> _INSTRUCTIONS TO FOLLOW_
Give back the listing in full and exactly, leaving out the images.
[STORED DATA — start]
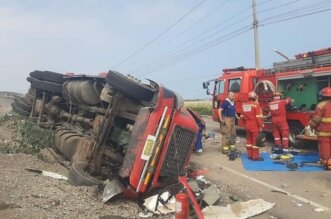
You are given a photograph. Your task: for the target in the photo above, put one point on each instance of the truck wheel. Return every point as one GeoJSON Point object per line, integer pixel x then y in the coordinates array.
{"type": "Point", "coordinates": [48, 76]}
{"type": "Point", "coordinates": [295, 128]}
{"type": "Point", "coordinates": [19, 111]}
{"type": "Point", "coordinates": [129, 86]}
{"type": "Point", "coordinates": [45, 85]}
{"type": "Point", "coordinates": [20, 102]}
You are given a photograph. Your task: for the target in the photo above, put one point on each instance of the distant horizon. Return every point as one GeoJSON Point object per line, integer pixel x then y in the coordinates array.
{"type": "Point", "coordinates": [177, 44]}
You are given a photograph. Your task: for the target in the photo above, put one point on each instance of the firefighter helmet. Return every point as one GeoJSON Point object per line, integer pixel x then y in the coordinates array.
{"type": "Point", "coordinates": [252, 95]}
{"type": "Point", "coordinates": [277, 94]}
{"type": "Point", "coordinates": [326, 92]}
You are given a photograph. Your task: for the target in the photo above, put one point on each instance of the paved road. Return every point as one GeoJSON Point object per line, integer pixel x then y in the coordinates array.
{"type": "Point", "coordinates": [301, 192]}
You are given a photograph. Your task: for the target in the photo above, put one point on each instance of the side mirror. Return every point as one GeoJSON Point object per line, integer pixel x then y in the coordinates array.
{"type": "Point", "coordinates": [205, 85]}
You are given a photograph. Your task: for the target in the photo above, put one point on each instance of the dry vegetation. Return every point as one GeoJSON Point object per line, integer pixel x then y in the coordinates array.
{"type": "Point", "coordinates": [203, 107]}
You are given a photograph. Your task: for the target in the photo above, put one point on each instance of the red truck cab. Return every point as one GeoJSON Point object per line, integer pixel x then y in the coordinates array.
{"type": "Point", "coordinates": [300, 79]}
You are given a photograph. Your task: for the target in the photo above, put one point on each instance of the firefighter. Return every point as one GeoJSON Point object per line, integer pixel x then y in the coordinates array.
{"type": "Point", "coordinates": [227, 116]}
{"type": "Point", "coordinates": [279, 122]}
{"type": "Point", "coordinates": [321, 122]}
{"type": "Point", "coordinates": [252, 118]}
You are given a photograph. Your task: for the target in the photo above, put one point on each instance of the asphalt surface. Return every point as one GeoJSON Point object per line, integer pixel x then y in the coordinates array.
[STORED DATA — finish]
> _ANSWER FOR THE TASK_
You are given a photograph. Your task: for the target in the photo above, put one point on each instance of the truck wheel. Return every point as one GeoJSON Point object per line, integer pixel x then y in the coordinates array.
{"type": "Point", "coordinates": [48, 76]}
{"type": "Point", "coordinates": [295, 128]}
{"type": "Point", "coordinates": [19, 111]}
{"type": "Point", "coordinates": [129, 86]}
{"type": "Point", "coordinates": [45, 85]}
{"type": "Point", "coordinates": [20, 102]}
You are given a photograph. Your task: for the target in the photo above, put one point on each instance of the distant horizon. Return every point as one GeoJSON Point object per line, integer pixel x then y in the coordinates array.
{"type": "Point", "coordinates": [177, 44]}
You are given a photograph. Your task: for the target in the photo above, put one point on each instance of the firefighter helmet. Return every point as one GeoJSON Point object per line, integer pixel x then y in the coordinates array.
{"type": "Point", "coordinates": [252, 95]}
{"type": "Point", "coordinates": [277, 94]}
{"type": "Point", "coordinates": [326, 92]}
You are given a photograph. Your task: for the target in the photo above, put one point on each instance of the paved road. Return every point as one GeoJSON Point object per line, integer pixel x then y in the coordinates array.
{"type": "Point", "coordinates": [301, 192]}
You are given a photograph. Your task: for the target in the photo above, put one point on each instance of the side mirror. Return every point as one GeoJSON Point object per line, integer pixel x then y in the coordinates array.
{"type": "Point", "coordinates": [205, 85]}
You are given a photograph. Your task: for the target in the photo above, put one point on each instance of the dry vegetation. Return every point as one GeoJSON Point object per line, integer pixel x then y in the coordinates array.
{"type": "Point", "coordinates": [203, 107]}
You are given a photograph. Your task: for the target in the photo above, put one point on each instance of the red truck cab. Return every point as one GeoJSON Point object per line, integer pixel x then y in the coordinates array.
{"type": "Point", "coordinates": [300, 79]}
You are given a photograph. Your task: for the target in the photo above, put one point on each instance of the firefighter. Return every point as one GeoJSON Point object per line, integer pixel x then y in the coordinates array.
{"type": "Point", "coordinates": [227, 116]}
{"type": "Point", "coordinates": [279, 122]}
{"type": "Point", "coordinates": [321, 122]}
{"type": "Point", "coordinates": [252, 118]}
You are given a photograph. Your task: for the target in the photo above, put one point on each instance of the asphalt surface. Return every point as one GeoJSON Point object per line, integer pixel x then y in the coordinates array.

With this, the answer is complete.